WHAT IS NEEDED>
Find every line in the entries below that contains the word "TARGET", and copy each of those lines.

EXTRACTED MATERIAL>
## BEGIN

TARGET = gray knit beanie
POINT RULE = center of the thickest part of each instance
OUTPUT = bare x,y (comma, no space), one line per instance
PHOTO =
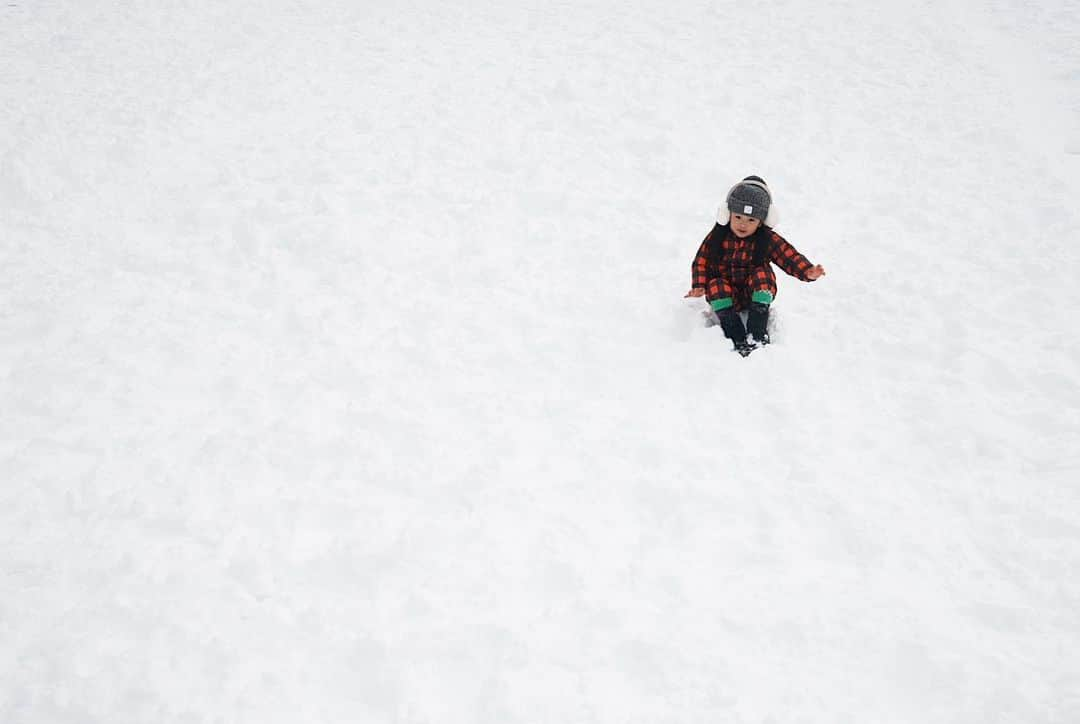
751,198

## END
## BEGIN

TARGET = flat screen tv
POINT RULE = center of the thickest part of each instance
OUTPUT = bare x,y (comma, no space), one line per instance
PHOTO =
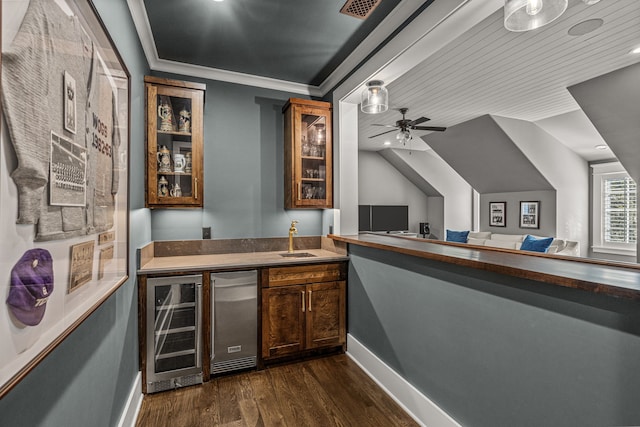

## END

THE RESPONSE>
TARGET = gray knit beanie
TARGET = flat screen tv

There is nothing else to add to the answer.